[Extracted data entries]
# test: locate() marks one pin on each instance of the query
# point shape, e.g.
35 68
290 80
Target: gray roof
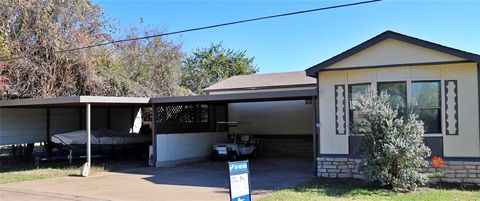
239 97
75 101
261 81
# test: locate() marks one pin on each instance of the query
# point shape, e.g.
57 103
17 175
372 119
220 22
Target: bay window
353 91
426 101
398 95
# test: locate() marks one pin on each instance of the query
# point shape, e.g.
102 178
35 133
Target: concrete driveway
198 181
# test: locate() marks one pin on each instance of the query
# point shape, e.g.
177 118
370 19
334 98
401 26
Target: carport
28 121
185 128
...
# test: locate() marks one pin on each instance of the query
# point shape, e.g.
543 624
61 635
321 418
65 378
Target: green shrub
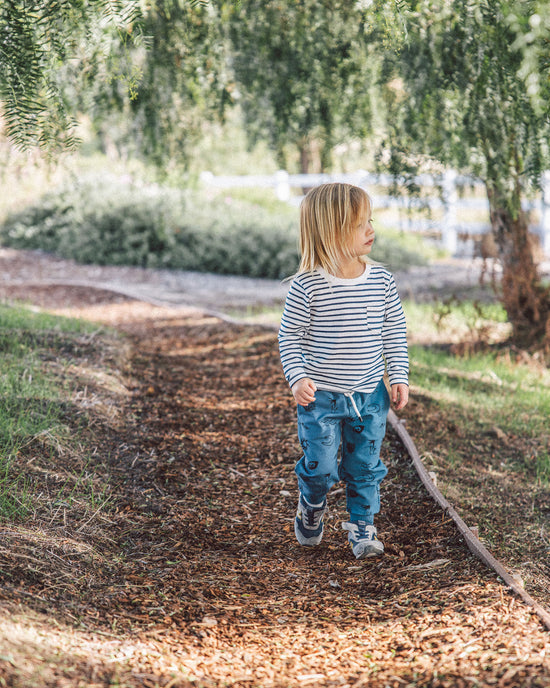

**Do this**
Please find each line in the items above that contains the string "Target", matching case, and copy those lines.

**Result for this exercise**
Target: gray roof
Target: bay window
Target: concrete driveway
Target: carport
Target: green shrub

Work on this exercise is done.